## Supplied text
::::::::
We were together only a few times after 1933. That year, we participated in the search for Walter Starr, Jr., who died on Michael Minaret. A new book, Missing the Minarets, by William Alsup, gives many of the details. Starr’s father later provided a scholarship for Jules at the University of California, Berkeley, and he graduated in 1938 with a degree and credential in music. For 35 years, he taught music in the Hillsborough School District.

Jules then became a pioneer Yosemite Valley climber. With Richard Leonard and Bestor Robinson, he made the first ascent of the Higher Cathedral Spire on April 15, 1934. He led the Bathtub pitch, shared a lead with Leonard using a new German technique—direct aid— and solved a crux pendulum by placing a piton sideways. The first ascent of the Lower Cathedral Spire followed on August 25, 1934.

In 1935, Jules was with Bestor Robinson, Richard Leonard, David Brower, Jack Riegelhuth, and others on an attempt on Mt. Waddington in British Columbia. In 1961, he climbed Mt. McKinley in Alaska. In the summers of 1940 and 1941, Jules was a national park ranger at Yosemite and, in effect, was the first climbing ranger to give instruction and participate in rescues. His two great loves were music and the mountains. He climbed with the same verve as he played the piano.
::::::::
## Supplied records
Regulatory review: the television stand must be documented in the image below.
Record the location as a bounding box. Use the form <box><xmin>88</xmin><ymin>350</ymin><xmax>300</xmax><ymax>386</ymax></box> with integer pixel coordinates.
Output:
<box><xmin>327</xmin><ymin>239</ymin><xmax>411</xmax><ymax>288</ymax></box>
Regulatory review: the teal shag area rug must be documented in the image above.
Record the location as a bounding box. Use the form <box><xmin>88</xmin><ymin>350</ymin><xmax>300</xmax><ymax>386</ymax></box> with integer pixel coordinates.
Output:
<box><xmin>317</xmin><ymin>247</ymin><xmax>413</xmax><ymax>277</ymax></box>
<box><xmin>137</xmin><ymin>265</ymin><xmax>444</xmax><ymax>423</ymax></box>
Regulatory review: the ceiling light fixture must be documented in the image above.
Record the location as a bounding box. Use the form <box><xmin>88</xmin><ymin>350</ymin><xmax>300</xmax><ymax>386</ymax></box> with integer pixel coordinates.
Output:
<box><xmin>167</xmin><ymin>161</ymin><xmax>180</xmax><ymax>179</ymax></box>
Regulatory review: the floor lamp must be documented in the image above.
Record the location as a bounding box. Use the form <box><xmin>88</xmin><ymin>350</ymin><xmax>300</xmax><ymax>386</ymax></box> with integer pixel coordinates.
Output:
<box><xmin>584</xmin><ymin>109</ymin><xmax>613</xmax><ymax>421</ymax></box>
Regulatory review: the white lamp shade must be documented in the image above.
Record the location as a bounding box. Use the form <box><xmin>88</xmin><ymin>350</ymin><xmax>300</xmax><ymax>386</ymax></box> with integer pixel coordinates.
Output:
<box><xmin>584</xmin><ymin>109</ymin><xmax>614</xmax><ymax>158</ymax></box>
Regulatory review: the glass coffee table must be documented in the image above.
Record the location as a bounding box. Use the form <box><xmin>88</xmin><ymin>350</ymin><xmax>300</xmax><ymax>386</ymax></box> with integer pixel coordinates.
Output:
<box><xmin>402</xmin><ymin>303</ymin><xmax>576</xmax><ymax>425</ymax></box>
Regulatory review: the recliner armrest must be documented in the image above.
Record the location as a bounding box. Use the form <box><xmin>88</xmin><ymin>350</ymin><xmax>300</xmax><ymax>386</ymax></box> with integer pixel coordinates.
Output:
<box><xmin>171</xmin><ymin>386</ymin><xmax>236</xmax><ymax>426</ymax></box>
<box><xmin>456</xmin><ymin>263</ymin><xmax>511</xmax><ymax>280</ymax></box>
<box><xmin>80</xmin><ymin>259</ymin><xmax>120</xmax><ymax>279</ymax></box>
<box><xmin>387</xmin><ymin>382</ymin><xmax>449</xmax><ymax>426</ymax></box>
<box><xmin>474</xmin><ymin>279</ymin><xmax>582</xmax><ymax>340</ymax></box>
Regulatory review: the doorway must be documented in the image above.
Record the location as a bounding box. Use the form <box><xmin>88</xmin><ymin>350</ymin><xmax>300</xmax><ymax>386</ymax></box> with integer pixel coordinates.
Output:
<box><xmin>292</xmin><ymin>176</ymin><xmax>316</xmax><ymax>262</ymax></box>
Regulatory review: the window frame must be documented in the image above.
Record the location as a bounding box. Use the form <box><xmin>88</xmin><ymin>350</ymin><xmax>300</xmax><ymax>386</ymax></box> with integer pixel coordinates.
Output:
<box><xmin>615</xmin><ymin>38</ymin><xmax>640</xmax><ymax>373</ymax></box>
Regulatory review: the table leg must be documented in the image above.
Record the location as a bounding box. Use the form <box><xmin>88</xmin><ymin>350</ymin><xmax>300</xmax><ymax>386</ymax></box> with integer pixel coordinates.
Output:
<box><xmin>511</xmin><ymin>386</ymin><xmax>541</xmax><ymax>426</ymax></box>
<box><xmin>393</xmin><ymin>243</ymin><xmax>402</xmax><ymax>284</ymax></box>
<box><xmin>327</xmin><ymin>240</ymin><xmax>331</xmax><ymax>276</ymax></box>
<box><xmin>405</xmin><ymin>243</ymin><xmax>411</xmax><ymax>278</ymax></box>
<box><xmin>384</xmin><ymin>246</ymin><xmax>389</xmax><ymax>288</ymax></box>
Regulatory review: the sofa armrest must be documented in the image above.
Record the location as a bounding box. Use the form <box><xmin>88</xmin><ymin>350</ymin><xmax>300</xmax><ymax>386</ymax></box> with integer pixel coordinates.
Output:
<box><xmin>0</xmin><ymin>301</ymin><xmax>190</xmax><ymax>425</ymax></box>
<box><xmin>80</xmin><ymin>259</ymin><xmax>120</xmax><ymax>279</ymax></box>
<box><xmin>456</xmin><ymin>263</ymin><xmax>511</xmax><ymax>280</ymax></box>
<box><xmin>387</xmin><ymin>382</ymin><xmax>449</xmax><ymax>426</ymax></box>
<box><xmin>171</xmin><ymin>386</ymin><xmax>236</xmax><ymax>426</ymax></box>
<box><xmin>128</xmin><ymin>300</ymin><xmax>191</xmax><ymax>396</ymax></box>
::::::::
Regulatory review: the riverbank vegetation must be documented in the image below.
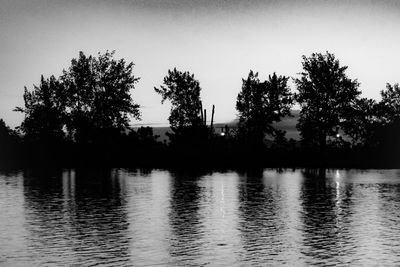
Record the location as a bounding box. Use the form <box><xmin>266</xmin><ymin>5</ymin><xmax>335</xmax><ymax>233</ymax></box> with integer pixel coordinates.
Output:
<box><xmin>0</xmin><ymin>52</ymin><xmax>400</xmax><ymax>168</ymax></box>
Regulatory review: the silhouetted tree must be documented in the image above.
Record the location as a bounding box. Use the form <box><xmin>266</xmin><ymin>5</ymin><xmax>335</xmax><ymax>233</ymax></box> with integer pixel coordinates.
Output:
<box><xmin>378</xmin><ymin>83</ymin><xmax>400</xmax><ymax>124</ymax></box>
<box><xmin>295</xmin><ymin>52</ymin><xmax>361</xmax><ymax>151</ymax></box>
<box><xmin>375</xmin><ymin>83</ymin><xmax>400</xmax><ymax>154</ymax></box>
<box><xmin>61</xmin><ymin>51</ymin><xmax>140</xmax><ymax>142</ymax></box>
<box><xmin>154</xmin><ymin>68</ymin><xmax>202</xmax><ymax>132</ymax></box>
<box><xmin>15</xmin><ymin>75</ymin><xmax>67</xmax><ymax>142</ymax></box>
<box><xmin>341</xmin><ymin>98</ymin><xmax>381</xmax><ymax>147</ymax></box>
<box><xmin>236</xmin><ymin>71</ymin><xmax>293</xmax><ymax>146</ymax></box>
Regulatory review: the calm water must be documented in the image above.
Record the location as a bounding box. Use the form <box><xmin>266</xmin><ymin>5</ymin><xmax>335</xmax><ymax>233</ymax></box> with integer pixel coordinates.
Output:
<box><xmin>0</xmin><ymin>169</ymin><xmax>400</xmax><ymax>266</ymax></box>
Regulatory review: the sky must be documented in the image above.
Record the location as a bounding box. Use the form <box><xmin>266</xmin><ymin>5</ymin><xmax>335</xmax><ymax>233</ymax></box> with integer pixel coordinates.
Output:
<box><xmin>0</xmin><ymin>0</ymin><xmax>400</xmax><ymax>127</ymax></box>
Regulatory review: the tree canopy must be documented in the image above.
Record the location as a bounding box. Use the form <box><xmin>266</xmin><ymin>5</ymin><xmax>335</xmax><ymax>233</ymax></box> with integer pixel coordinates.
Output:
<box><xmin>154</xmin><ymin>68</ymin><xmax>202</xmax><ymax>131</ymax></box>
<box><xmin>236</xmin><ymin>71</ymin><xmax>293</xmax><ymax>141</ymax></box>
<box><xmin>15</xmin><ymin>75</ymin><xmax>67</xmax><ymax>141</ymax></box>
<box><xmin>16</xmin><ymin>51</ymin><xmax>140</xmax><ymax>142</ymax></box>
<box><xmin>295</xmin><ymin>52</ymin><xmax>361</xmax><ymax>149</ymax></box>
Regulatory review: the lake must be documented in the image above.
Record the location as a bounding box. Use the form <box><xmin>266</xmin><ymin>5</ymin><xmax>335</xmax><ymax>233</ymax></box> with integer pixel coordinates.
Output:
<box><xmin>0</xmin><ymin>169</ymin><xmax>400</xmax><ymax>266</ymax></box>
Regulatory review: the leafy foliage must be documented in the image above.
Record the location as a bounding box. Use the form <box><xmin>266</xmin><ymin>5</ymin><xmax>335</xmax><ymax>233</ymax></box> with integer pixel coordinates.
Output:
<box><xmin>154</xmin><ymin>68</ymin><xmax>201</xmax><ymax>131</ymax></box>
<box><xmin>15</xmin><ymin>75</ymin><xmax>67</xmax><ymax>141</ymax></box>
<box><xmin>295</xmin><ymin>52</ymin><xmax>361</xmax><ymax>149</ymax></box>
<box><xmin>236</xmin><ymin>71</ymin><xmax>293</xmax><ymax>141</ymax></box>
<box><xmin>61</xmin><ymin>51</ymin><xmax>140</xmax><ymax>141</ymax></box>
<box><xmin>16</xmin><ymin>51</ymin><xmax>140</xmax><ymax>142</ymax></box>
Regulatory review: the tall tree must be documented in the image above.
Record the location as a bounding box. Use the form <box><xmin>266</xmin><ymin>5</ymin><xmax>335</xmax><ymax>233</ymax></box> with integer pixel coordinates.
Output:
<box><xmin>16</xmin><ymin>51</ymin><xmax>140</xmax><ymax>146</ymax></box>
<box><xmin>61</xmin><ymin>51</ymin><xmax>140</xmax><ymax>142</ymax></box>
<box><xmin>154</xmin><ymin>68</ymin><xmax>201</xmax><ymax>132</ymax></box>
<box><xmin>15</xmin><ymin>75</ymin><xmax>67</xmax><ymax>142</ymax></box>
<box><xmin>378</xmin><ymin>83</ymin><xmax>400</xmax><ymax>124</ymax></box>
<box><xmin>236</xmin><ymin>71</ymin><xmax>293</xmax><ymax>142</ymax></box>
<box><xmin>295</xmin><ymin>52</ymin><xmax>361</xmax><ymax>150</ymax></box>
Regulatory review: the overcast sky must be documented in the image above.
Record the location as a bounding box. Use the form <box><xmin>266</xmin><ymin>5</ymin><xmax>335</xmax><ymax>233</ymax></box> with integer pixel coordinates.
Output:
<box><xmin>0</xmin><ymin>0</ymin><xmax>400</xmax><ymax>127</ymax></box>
::::::::
## Exercise task
Continue the account of Jules's climbing and teaching life from its last sentence.

## Written answer
Jules was proposed for membership in the American Alpine Club in 1933 by Francis P. Farquhar and Norman Clyde. He served on Board of Directors of the Sierra Club from 1961– 67. His service coincided with that of Ansel Adams, as mine had earlier (Ansel was on the Board from 1934 to 1971). Later, Jules was a conservation activist in San Mateo County. He organized summer trips for boys to the High Sierra and employed his old friend Norman Clyde to assist him.

Jules was married three times. He has 11 children and step-children. At the time of his death, there were 18 grandchildren and ten great-grandchildren. His wife of 18 years, Shirley Lyhne-Eichorn, cared for him in his final years and arranged for two memorial services, one in Redwood City and one at Big Basin State Park in the redwood grove that bears his name.

Two peaks in the High Sierra are named for him: Eichorn Pinnacle, the spectacular west summit of Cathedral Peak that Jules and I first climbed on July 24, 1931, and Eichorn Minaret, which we called Third Minaret, first climbed by Jules and me with Walter “Bubs” Brem on July 31, 1931.